Make an exact copy of the entries, and keep any pictures out of it.

--- begin Raw records ---

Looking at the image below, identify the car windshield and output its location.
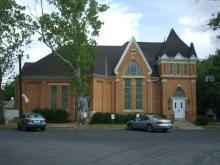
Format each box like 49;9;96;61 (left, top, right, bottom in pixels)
27;113;42;118
153;115;164;119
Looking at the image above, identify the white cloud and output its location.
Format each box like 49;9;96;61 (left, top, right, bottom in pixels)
178;16;192;25
97;2;143;45
181;28;216;58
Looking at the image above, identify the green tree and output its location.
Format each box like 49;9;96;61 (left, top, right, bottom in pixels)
208;8;220;39
34;0;107;121
0;0;31;122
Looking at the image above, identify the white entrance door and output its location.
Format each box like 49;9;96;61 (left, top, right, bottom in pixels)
173;97;185;119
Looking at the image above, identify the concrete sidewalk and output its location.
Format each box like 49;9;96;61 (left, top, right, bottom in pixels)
0;121;205;130
173;121;205;130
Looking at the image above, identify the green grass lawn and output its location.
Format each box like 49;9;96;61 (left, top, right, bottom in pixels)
88;124;126;129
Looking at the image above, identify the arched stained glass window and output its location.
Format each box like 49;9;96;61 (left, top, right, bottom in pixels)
125;60;142;76
173;87;185;97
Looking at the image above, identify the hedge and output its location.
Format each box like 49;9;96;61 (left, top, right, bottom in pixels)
90;112;136;124
32;109;69;123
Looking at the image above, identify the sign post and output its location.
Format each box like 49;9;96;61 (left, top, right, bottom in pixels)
111;114;115;124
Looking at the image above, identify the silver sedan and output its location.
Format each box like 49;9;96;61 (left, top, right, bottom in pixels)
127;115;172;132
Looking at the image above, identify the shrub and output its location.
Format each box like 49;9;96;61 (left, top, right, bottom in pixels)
32;109;69;123
195;116;208;126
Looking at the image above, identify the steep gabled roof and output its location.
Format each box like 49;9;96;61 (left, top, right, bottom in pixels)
189;43;197;57
159;29;190;57
22;29;196;77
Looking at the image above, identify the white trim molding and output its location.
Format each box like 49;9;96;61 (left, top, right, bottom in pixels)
189;54;198;61
174;52;185;60
114;37;152;75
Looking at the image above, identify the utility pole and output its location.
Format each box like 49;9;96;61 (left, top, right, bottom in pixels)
18;55;23;117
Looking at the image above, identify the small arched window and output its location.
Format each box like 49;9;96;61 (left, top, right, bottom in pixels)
173;87;185;97
125;60;142;76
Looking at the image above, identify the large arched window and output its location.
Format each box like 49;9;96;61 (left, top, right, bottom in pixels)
125;60;142;76
124;60;143;112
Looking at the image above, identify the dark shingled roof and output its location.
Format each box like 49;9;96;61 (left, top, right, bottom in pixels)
22;29;196;77
159;29;196;58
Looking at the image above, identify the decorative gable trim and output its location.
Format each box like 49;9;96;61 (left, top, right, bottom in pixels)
189;54;198;61
114;37;152;75
160;53;169;60
174;53;185;60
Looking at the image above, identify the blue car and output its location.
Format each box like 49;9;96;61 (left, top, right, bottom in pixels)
17;113;46;131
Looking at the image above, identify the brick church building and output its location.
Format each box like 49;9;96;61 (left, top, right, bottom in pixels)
16;29;197;120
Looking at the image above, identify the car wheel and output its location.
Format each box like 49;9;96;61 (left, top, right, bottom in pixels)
128;124;133;130
23;126;28;131
163;129;168;132
147;124;154;132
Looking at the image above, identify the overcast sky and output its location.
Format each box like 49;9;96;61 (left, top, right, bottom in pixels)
20;0;220;62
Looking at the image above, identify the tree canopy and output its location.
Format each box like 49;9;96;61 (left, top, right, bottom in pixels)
0;0;31;122
34;0;108;119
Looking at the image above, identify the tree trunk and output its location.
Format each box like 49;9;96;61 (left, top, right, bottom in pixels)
0;73;4;124
74;68;82;126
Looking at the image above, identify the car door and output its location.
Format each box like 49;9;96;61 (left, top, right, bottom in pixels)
140;116;149;130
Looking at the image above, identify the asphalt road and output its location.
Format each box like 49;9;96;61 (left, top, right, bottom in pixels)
0;129;220;165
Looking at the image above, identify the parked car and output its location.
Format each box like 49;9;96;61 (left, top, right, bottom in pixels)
127;115;172;132
17;113;46;131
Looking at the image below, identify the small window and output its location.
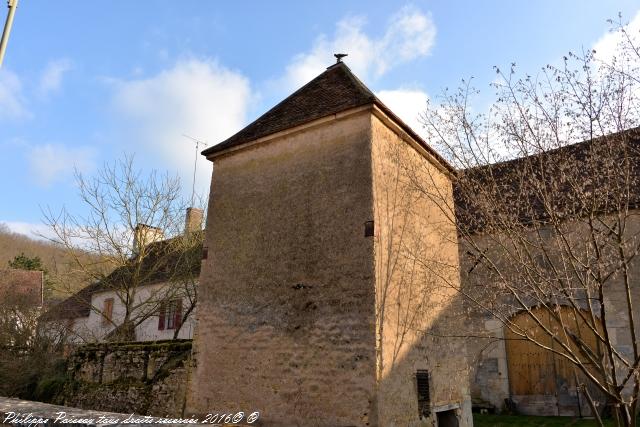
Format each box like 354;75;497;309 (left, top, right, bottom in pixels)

--- end Raw records ---

- _Finished exercise_
Looking at the image below, identify the car windshield and output its location.
Format each box like 49;9;96;61 (left, top, right, bottom in pixels)
27;113;42;118
153;115;164;119
Looking at the image above, identify the white cloud and output its location.
Format each box like 49;9;96;61 (left, top, right, bottom in pixels)
178;16;192;25
97;2;143;45
181;28;216;58
Looking at the image above, identify the green tree and output its location.
Format each box like 49;9;96;61 (left, top, right, bottom in pixels)
208;8;220;39
34;0;107;121
0;0;31;122
Looking at the image above, identify the white entrance door and output its location.
Format each box like 49;9;96;61 (left, top, right, bottom in pixels)
173;97;185;119
Looking at the image above, identify the concrete sidewalk and output its location.
Format each box like 49;9;96;61 (left, top, right, bottom in pixels)
0;121;205;130
173;121;205;130
Looking at the image above, identify the green grass lawn and output its location.
Format each box like 49;9;96;61 (left, top, right, bottom in pixels)
88;124;126;129
Looking at the image above, identify the arched stained glass window and output its location.
Format each box like 49;9;96;61 (left, top, right, bottom in pixels)
125;60;142;76
173;87;185;97
Looking at the image above, identify the hedge and output its location.
Format each box like 49;9;96;61 (left, top, right, bottom in pixels)
90;112;136;124
32;109;69;123
Looking at the image above, identify the sign post and output its location.
Format each box like 49;9;96;61 (left, top, right, bottom in pixels)
111;114;115;124
Looking at the image above, identify the silver sedan and output its location.
Format each box like 49;9;96;61 (left, top, right, bottom in pixels)
127;115;172;132
Looking at the image above, identify the shrub and output its location.
Format each box like 49;9;96;61 (left, top, right, bottom in pixels)
32;109;69;123
195;116;208;126
Looking at the image above, identify the steep gabled roof and output its location.
Format each box like 49;9;96;61 (left, top, right, bottom in pixels)
189;43;197;57
159;29;190;57
22;29;196;77
Looking at the image above, identify the white trim molding and output its location.
Format each box like 49;9;96;61 (left, top, right, bottom in pixels)
189;54;198;61
174;52;185;60
114;37;152;75
Looking at the image above, identify the utility pole and output its location.
Format each box like 49;9;96;61 (left, top, right, bottom in pixels)
18;55;23;117
Looking at the image above, identify the small arched window and output its location.
Format each box like 49;9;96;61 (left, top, right, bottom in pixels)
173;87;185;97
125;60;142;76
Looking at the image above, identify the large arched window and output its location.
Format each box like 49;9;96;61 (left, top, right, bottom in pixels)
125;60;142;76
124;60;143;112
Looking at the image above, identify the dark shingled roof and output its location.
Format each box like 49;9;96;61 (left, top, right, bottom in pixels)
22;29;196;77
159;29;196;58
Looking at the image above, identify the decorative gable trim and output its location.
Format each box like 49;9;96;61 (left, top, right, bottom in pixels)
189;54;198;61
114;37;152;75
160;53;169;60
174;53;185;60
Looking at the image above, identify the blue car and output its location.
Format each box like 49;9;96;61 (left, top, right, bottom in pixels)
17;113;46;131
Looking at the image above, identify the brick church building and output its location.
Format each box like 49;9;96;61 (left, top, right, bottom in pixels)
16;29;197;120
Looking at the image above, identify the car wheel and output its location.
Format each box like 49;9;96;61 (left, top, right, bottom in pixels)
128;124;133;130
23;126;28;131
163;129;168;132
147;124;154;132
Looking at the image above, identify the overcast sky and output its location.
Format each box like 49;9;96;61 (left, top, right, bottom in pixels)
20;0;220;62
Looking at the image above, identify the tree canopy and output its location.
Format each box like 49;9;96;61 (left, top, right, bottom in pixels)
0;0;31;122
34;0;108;119
Looking at the image above, identify the tree trunk and output its location.
Format each box like 49;9;96;61 (left, top, right, bottom in pixels)
0;73;4;124
74;68;82;126
Looking at the image above, identify the car door and output its location.
Format each box like 49;9;96;61 (left, top, right, bottom in pixels)
140;116;149;130
Looking at the image above, identify the asphalt road and output its location.
Format each box like 49;9;96;61 (left, top, right, bottom in pixels)
0;129;220;165
Looking at the image above, identify the parked car and output its location.
Format each box like 49;9;96;61 (left, top, right, bottom in pixels)
127;115;172;132
17;113;46;131
Looking at the image below, identify the small window and output its location.
Format each box like 354;75;497;309 (left, top, right, bottom in pixels)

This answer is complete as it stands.